• _Instructions for the task_
Copy every line from the data below in which the string "strap" can be found.

━━━ The data

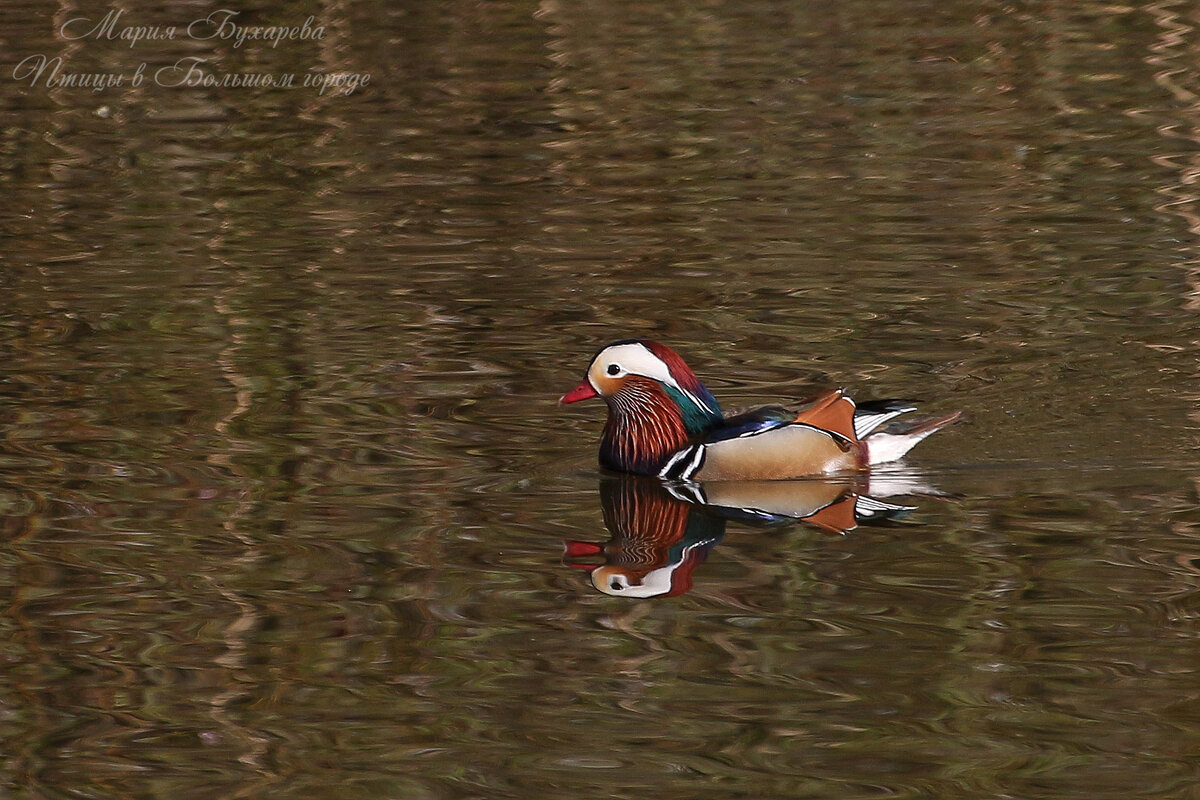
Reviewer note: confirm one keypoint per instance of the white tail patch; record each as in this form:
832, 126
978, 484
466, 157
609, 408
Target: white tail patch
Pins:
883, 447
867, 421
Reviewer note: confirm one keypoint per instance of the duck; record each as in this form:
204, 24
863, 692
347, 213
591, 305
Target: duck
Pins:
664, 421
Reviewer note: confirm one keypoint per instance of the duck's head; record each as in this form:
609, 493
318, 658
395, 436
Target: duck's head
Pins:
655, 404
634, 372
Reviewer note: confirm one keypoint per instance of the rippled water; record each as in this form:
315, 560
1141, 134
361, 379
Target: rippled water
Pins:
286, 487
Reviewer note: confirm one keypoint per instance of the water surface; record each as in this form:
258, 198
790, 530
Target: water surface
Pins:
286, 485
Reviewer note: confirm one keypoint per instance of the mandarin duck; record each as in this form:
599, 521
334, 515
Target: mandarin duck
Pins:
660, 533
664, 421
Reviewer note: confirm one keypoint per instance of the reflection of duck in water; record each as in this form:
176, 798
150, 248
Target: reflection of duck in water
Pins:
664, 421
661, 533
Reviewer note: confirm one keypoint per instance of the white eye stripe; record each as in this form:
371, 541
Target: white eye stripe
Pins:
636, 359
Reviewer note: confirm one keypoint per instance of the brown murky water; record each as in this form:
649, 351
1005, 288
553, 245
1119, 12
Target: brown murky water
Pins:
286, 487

━━━━━━
━━━ The data

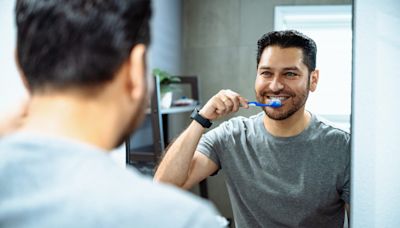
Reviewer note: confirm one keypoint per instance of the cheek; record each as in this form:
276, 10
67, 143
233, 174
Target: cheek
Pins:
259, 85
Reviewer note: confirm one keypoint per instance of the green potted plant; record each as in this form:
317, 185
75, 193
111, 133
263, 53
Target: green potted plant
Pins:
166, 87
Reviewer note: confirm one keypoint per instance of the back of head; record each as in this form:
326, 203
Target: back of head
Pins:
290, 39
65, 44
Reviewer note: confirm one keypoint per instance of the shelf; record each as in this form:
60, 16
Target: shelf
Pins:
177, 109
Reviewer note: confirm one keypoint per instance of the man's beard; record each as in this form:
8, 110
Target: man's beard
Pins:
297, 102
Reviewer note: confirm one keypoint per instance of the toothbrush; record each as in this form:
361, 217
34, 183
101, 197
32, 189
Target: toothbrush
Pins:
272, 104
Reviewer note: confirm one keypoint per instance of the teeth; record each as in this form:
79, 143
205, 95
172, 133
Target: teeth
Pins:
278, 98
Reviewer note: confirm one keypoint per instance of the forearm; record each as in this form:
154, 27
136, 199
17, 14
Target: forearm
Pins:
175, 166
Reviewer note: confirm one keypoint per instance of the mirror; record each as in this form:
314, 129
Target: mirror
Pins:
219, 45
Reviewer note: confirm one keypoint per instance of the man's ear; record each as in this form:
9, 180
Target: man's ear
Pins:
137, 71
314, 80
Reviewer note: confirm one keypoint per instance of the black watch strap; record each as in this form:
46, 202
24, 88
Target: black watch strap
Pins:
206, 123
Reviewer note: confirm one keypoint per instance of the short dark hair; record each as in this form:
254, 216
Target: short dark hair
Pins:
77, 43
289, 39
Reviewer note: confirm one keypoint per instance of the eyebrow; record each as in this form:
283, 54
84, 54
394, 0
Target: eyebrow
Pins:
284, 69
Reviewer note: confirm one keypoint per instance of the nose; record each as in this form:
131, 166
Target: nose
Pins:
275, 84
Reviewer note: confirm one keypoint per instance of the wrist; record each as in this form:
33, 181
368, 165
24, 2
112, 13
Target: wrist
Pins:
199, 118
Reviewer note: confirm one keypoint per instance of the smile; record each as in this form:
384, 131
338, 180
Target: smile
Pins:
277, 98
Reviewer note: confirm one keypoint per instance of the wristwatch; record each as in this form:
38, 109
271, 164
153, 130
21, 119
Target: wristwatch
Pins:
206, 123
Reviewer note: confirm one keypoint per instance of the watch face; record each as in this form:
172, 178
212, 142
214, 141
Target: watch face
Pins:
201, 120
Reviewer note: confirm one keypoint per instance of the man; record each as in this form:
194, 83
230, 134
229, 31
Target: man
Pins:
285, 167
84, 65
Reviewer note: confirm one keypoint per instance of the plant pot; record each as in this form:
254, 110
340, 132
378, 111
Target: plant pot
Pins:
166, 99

━━━━━━

• _Exercise response_
Reviewer note: confirm one keypoint per instance of the black watch strap; record each as in this form:
Target: black watch strap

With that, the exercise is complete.